Things to do —
#1 From the essay on freedom, copy the passage that begins at "The Romantic Poets" and stops after "within their society.", switching "money" to "funds" wherever it appears.
#2 Summarize the essay on freedom in two sentences.

Text excerpt —
+ + + +

The Romantic Poets of the 19th Century were not as free as the wind. They needed money from which they could base their lives on. That money may have come from aristocratic inheritance or from the new wealth of the industrial revolution. But their freedoms had basis either in their own work, or the work of other people within their society.
The freedom of conquistadors, of countless soldiers that went off on “adventures” likewise had its basis in some dreary Capricorn heart, some Emperor adding up resources and weighing up information about possible conquests. The price that Native Americans paid for their freedom before the advent of “the white man” would have been that the natural forces of the Earth were a lot closer to them and could take their lives with more alacrity: death by poisonous mushroom perhaps, or death by an infected cut.
I´ve made my pact with Saturn. I wish not to die in a gutter on the principle of freedom. Knowledge of the world gives me control, and understanding. The idea that the universe is infinite, provides infinite possibilities of freedom must go into the subconscious or into some forms of fantasy.
The pact with Saturn is that we must all support ourselves materially. This is not to say that the dreams must die, but it does mean that such dreams are to be kept for other times. Either the psyche is allowed to expand along the roads which are natural to it, or it begins to split into two differing sides. It´s the split personality of a writer.

+ + + +

Record set —
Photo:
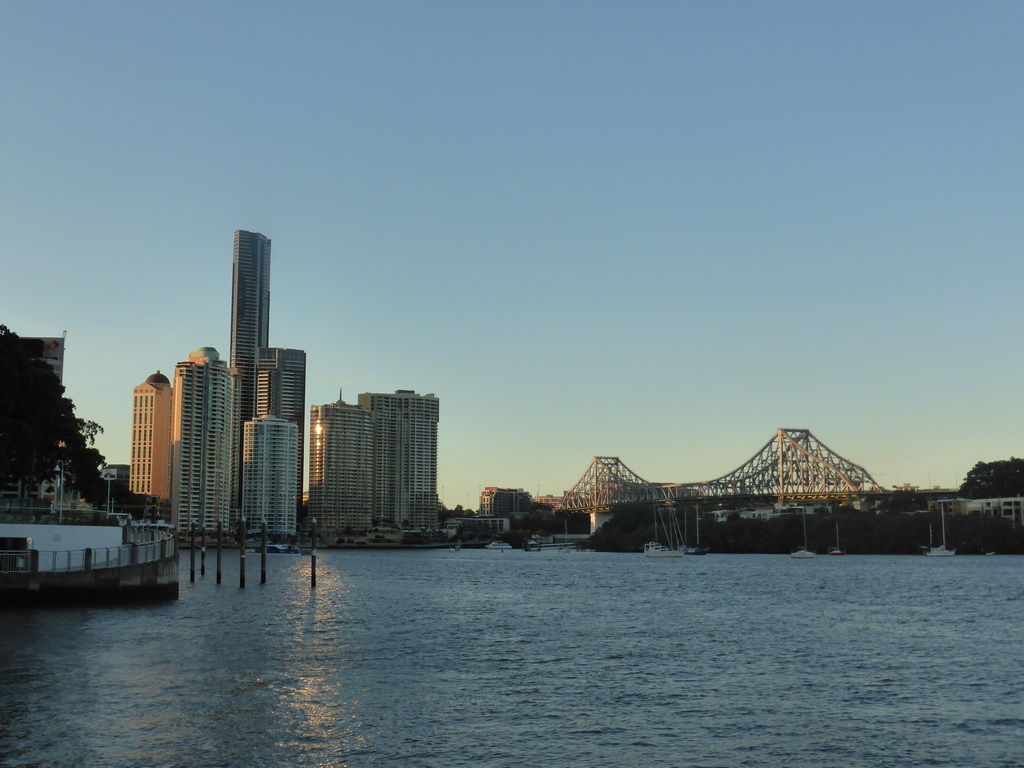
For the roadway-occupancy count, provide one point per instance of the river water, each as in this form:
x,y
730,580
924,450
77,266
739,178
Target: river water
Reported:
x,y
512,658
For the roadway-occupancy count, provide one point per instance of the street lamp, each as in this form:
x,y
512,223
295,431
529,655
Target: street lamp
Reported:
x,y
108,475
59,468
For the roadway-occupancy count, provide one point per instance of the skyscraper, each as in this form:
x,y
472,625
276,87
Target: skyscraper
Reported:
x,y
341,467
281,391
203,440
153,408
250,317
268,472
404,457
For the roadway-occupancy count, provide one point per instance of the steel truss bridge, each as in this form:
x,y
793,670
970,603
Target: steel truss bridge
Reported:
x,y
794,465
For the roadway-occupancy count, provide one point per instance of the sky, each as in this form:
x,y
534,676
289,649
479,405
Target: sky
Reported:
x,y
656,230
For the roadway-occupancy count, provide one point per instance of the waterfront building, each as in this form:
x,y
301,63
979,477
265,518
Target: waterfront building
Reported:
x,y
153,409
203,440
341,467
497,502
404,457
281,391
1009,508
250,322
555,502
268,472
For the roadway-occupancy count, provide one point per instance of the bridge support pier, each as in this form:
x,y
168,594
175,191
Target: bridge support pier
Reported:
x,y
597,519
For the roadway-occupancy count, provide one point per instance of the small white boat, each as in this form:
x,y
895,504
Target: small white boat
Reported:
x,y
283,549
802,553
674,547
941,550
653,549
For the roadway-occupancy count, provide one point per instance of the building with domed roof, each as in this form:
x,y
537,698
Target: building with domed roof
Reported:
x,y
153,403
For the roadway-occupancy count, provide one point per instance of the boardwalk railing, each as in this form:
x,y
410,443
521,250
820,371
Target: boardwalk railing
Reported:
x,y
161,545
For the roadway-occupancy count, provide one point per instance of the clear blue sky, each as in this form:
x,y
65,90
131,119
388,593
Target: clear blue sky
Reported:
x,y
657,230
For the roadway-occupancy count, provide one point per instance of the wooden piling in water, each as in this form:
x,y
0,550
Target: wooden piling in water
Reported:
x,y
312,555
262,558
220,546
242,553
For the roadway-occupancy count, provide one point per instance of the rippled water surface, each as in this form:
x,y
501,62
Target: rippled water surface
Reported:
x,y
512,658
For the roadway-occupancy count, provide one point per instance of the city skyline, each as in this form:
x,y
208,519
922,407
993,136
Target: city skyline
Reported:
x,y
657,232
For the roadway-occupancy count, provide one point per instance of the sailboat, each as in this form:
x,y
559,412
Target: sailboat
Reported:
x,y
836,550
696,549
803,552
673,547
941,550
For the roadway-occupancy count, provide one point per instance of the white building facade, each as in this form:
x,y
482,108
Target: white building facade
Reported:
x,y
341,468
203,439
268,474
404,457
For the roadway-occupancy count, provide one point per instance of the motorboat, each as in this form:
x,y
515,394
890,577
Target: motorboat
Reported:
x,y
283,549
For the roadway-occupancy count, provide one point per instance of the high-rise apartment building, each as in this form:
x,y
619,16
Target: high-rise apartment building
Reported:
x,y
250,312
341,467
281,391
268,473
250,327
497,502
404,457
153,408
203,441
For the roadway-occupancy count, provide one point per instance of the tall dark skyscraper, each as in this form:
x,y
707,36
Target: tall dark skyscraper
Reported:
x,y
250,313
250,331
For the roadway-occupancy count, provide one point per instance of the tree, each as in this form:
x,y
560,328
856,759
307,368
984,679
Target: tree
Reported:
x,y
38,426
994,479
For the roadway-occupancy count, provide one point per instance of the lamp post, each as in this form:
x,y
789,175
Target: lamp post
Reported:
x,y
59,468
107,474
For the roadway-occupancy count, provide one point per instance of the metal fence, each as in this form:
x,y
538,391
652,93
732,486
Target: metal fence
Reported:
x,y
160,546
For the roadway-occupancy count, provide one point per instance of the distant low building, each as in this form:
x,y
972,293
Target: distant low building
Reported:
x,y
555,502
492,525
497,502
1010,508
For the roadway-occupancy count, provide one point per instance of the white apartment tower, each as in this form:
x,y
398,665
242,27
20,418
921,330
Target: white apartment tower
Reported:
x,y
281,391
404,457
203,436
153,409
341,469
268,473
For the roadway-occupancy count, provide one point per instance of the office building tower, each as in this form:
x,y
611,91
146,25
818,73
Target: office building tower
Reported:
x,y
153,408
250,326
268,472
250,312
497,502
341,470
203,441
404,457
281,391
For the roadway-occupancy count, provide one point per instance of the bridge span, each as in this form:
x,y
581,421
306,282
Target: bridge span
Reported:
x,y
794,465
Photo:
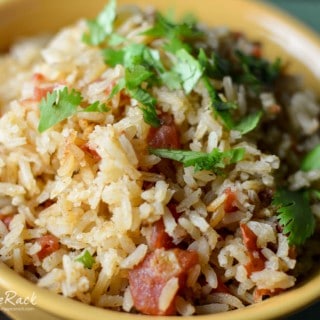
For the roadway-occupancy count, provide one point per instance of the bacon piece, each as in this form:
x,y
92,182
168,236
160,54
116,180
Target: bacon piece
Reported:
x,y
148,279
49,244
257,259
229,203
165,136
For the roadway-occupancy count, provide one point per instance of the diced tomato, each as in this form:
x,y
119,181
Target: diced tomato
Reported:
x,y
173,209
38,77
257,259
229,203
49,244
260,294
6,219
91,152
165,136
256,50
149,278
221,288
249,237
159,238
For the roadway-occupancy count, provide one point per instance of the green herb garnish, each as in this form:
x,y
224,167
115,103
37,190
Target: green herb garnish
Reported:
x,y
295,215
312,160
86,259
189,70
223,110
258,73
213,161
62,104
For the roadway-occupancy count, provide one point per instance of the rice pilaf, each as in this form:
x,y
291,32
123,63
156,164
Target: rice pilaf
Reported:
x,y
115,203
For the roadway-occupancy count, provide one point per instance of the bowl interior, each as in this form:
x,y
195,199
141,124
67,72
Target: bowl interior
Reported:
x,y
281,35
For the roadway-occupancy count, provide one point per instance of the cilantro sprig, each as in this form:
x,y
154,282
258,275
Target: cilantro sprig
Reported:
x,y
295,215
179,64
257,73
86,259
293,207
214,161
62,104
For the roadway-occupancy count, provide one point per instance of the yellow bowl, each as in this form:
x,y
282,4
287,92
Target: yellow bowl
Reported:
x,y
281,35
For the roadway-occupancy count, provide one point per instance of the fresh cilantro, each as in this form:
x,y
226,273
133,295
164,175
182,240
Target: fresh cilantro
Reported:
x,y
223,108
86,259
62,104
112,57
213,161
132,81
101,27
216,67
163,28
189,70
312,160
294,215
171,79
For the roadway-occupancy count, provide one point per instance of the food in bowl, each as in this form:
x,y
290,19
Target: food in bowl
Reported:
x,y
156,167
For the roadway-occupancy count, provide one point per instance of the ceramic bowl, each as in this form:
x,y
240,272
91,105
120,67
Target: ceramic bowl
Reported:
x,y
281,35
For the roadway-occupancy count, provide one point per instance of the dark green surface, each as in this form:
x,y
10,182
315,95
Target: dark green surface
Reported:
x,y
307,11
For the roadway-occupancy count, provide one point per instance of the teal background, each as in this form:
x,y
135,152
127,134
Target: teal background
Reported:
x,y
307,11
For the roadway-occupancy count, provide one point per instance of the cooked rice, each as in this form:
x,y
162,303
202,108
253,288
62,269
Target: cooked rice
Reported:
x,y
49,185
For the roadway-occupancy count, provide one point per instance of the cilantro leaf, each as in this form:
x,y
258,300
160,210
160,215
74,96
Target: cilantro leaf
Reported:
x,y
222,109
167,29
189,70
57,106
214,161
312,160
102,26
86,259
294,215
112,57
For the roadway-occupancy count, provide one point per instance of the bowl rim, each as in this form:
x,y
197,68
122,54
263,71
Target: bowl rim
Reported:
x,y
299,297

+ + + +

Results for the exercise —
#1
The Romantic Poets of the 19th Century were not as free as the wind. They needed funds from which they could base their lives on. That funds may have come from aristocratic inheritance or from the new wealth of the industrial revolution. But their freedoms had basis either in their own work, or the work of other people within their society.

#2 The freedom of the Romantic poets and of conquistadors and soldiers rested on money and on other people's work, while Native Americans paid for their freedom by living closer to deadly natural forces. The writer has made a pact with Saturn that all must support themselves materially, keeping dreams for other times, and notes that the psyche either expands along its natural roads or splits into two sides, the split personality of a writer.